Skip to content

Enrichment Seam Contract

This document defines an implementation-ready seam contract for enrichment, with staged migration and rollback guidance.

Objective

Create a clear orchestration boundary between:

  1. Source loading and cache retrieval
  2. Finding-level enrichment application
  3. Post-enrichment indexing and pass handoff

The goal is to reduce coupling in run_enrichment_pipeline while preserving current behavior, performance, and auditability.

Current State (baseline)

Today, the enrichment stage combines several concerns in one flow:

  1. Source selection and fetch/import (KEV, EPSS, Exploit-DB, NVD)
  2. Finding mutation and enrichment status updates
  3. Enrichment telemetry aggregation
  4. Post-enrichment index build and service wiring
  5. Immediate pass-runner handoff

Primary orchestration lives in src/vulnparse_pin/app/enrichment.py.

Seam Contract

Contract A: Source adapter boundary

Each enrichment source should expose one source adapter contract.

class SourceAdapter(Protocol):
    key: str  # kev | epss | exploit_db | nvd

    def load(self, ctx: RunContext, plan: SourceLoadPlan) -> SourceLoadResult:
        ...

SourceLoadPlan

Required fields:

  1. mode: online or offline
  2. force_refresh: bool
  3. allow_regen: bool
  4. path_or_url: optional source locator

SourceLoadResult

Required fields:

  1. enabled: bool
  2. available: bool
  3. payload: typed source data or None
  4. status: canonical status string for runmanifest/docs
  5. meta: source metadata (ttl/cache/source-type)

Contract B: Enrichment application boundary

Enrichment application should consume source results and mutate findings through one orchestrated step.

class EnrichmentApplicator(Protocol):
    def apply(
        self,
        ctx: RunContext,
        scan: ScanResult,
        sources: dict[str, SourceLoadResult],
        *,
        offline_mode: bool,
    ) -> EnrichmentApplyResult:
        ...

EnrichmentApplyResult

Required fields:

  1. scan_result: enriched ScanResult
  2. source_summary: stable source availability summary
  3. stats: normalized enrichment counters
  4. warnings: machine-readable warning list

Contract C: Pipeline handoff boundary

Post-enrichment indexing and derived pass handoff should consume EnrichmentApplyResult and produce one handoff object.

@dataclass(frozen=True)
class EnrichmentPipelineState:
    scan_result: ScanResult
    sources: dict
    nvd_status: str

Current EnrichmentPipelineState in src/vulnparse_pin/app/enrichment.py remains the compatibility target for this spike.

Non-goals

  1. No scoring/TopN algorithm changes
  2. No scanner parser behavior changes
  3. No runmanifest schema changes
  4. No feed format changes

Migration Sketch

Stage 0 (compatibility wrappers)

  1. Keep run_enrichment_pipeline as entrypoint.
  2. Add wrapper adapters around existing loaders (load_kev, load_epss, load_exploit_data, and the NVD cache refresh flow).

**Record list:**
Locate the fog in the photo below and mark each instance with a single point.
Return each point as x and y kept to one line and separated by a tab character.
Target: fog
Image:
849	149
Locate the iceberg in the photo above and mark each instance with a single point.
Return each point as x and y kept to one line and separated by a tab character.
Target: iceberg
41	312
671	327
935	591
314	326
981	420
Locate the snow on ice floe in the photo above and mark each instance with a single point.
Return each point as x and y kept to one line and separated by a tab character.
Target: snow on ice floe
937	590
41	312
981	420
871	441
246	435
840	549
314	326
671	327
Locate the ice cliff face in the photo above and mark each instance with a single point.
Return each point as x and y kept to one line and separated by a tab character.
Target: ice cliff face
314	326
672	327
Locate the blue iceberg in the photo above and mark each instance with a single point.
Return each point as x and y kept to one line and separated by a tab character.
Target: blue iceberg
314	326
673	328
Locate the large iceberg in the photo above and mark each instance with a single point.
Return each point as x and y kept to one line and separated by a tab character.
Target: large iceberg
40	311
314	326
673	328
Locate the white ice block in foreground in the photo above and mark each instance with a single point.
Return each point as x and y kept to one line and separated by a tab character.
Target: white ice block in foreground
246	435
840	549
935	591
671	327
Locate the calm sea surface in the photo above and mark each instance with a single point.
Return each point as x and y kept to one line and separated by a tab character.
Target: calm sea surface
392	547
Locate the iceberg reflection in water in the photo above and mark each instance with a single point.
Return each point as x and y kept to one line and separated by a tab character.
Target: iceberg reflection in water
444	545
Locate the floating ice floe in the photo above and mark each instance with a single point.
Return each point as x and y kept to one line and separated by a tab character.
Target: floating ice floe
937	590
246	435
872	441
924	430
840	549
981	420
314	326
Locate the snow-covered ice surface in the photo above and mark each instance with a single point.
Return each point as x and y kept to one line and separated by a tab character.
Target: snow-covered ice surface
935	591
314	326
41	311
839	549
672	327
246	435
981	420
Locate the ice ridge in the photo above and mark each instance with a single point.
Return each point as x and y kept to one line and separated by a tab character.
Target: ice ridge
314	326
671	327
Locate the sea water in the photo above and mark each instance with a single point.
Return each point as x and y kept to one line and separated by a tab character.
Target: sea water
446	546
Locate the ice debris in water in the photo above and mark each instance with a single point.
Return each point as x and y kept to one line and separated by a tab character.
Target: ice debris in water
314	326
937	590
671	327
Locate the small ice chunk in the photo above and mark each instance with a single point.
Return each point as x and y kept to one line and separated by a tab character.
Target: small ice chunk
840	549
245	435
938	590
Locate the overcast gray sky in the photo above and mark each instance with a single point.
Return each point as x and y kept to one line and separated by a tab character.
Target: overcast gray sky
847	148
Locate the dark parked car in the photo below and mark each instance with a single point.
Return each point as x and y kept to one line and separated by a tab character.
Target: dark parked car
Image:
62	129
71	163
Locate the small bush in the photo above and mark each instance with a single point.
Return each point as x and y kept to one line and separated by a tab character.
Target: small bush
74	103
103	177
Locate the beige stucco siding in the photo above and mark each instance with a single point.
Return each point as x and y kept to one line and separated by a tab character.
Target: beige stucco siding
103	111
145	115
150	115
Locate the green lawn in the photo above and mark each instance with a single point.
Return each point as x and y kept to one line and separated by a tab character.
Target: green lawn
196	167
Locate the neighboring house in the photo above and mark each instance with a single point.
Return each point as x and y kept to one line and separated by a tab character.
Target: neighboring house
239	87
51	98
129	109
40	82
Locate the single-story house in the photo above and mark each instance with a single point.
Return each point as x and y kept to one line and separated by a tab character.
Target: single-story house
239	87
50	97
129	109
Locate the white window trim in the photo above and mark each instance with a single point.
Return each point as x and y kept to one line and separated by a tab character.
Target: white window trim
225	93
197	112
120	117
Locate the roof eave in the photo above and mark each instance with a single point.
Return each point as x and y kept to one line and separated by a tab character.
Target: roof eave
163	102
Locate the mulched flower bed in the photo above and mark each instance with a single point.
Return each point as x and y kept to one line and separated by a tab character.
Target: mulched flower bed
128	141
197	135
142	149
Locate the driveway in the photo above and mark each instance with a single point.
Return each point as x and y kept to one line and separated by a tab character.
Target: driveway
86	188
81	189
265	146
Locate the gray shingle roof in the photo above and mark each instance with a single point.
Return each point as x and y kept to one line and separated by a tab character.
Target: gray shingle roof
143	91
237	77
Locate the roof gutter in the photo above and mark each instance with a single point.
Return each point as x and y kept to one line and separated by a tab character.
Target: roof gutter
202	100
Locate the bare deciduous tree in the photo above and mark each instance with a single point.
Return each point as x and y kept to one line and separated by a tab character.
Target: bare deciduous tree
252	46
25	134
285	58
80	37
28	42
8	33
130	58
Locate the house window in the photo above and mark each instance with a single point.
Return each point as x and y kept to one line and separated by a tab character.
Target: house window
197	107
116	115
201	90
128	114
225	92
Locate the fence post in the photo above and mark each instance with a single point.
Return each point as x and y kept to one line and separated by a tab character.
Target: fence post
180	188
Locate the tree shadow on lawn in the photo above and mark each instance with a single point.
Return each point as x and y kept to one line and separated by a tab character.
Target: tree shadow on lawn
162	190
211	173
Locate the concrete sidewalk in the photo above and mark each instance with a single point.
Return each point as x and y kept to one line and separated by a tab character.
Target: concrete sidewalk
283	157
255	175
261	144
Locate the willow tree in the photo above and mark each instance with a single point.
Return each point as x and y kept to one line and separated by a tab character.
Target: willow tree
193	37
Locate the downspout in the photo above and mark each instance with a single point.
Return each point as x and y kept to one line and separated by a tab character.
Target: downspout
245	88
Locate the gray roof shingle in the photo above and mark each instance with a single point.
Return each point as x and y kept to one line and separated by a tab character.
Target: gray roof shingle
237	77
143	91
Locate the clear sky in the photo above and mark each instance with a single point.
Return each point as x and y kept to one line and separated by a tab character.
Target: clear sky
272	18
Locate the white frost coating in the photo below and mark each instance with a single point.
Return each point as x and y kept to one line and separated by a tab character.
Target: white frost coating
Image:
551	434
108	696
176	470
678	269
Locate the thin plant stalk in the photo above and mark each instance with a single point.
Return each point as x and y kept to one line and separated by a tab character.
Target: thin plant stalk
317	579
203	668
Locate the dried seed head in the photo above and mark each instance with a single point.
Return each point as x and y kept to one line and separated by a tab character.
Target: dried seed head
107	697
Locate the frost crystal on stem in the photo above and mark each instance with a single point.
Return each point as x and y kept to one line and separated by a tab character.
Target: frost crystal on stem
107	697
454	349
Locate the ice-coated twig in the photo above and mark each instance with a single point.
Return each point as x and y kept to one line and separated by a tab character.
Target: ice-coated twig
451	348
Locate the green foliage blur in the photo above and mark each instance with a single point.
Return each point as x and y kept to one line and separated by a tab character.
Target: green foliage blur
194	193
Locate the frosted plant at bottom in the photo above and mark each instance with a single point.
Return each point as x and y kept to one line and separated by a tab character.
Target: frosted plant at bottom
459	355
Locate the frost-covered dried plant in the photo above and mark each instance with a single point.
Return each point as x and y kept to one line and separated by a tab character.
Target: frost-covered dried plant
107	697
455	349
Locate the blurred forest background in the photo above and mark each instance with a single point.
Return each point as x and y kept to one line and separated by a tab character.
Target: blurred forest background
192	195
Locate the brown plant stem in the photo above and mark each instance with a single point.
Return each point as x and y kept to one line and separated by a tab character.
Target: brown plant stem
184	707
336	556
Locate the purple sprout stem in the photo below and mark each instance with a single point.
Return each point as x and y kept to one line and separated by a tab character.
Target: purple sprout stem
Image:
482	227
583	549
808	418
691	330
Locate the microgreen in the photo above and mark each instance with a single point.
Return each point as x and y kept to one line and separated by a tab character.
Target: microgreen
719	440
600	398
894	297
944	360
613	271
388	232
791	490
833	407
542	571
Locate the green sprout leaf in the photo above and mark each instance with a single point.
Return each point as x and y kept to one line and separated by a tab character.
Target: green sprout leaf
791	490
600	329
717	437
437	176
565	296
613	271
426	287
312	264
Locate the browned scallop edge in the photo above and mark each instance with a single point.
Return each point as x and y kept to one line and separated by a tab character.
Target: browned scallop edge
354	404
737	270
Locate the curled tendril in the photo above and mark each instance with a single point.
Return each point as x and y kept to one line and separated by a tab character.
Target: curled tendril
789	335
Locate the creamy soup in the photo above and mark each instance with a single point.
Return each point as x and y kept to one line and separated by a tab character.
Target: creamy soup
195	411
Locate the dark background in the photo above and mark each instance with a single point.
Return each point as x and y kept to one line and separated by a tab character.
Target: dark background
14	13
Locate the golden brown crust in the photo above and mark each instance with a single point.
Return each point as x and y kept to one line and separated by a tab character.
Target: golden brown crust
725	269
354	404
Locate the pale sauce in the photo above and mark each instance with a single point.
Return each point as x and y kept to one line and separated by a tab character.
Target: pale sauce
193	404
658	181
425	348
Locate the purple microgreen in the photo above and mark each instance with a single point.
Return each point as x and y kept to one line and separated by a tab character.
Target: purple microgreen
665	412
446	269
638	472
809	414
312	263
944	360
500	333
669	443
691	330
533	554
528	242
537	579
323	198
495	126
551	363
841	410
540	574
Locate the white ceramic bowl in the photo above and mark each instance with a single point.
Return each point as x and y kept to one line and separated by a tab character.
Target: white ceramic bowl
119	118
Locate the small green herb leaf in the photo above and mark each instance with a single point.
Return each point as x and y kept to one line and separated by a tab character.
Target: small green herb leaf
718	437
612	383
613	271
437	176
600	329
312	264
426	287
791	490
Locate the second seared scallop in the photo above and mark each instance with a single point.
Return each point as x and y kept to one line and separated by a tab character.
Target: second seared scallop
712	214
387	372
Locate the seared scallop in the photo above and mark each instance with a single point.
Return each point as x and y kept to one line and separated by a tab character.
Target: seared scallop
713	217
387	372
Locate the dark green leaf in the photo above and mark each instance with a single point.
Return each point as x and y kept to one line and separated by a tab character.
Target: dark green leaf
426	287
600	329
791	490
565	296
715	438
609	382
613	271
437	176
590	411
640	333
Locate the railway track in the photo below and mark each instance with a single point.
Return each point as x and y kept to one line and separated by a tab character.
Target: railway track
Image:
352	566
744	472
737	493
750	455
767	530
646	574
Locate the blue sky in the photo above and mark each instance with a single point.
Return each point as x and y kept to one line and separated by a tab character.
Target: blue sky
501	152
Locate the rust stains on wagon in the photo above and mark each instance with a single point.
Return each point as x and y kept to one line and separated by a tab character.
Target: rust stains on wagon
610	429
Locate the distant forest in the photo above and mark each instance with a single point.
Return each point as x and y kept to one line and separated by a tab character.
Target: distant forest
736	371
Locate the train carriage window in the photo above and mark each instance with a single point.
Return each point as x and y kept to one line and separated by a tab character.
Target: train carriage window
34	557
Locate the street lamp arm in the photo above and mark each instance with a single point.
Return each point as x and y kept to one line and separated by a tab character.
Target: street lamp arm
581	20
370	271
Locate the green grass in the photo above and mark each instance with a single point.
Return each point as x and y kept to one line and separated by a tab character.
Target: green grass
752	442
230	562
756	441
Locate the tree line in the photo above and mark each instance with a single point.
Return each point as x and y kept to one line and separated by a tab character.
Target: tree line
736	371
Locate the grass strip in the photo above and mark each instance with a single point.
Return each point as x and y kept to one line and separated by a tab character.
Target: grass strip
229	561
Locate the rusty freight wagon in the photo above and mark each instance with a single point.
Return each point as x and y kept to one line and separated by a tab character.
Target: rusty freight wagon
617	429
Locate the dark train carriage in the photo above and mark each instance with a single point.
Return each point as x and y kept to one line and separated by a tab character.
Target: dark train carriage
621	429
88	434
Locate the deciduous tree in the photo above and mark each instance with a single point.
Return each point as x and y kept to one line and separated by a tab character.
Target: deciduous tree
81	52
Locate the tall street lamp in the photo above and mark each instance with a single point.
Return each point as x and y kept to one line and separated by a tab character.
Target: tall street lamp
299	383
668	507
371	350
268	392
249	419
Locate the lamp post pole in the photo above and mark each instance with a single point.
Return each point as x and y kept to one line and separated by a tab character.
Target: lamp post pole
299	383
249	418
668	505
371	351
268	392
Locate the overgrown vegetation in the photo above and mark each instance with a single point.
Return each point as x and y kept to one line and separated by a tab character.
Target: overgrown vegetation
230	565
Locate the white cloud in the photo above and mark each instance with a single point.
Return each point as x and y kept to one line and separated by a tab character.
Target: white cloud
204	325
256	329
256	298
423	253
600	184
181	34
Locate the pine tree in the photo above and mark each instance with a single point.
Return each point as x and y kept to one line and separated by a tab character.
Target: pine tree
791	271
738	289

**Written request A:**
Answer these about the enrichment seam contract document:
(i) In which file does the primary orchestration live?
(ii) What values can the key of a SourceAdapter take?
(iii) In Stage 0, which function is kept as the entrypoint?
**Written request B:** From the enrichment seam contract document, extract the stretch from "Current State (baseline)" through "EPSS, Exploit-DB, NVD)", copying it word for word.
**Written request C:** Write what comes next in the enrichment seam contract document, picking up after its last line.
The records were taken from a separate source.

**Written reply A:**
(i) src/vulnparse_pin/app/enrichment.py
(ii) kev, epss, exploit_db, nvd
(iii) run_enrichment_pipeline

**Written reply B:**
Current State (baseline)

Today, the enrichment stage combines several concerns in one flow:

  1. Source selection and fetch/import (KEV, EPSS, Exploit-DB, NVD)

**Written reply C:**
  3. Preserve all existing source flags and semantics.

Stage 1 (source loading split)

  1. Move source loading decisions into a dedicated source-orchestrator module.
  2. Return SourceLoadResult per source.
  3. Keep current apply logic unchanged.

Stage 2 (application split)

  1. Move finding-level enrichment into an applicator module.
  2. Keep exploit batch/parallel behavior unchanged.
  3. Keep existing stats fields and status update behavior.

Stage 3 (index/handoff split)

  1. Isolate post-enrichment index build and RunContext.services rewire.
  2. Keep pass execution order and dependency validation unchanged.

Stage 4 (cleanup)

  1. Remove transitional glue once tests prove parity.
  2. Keep backwards-compatible output shape and source summary keys.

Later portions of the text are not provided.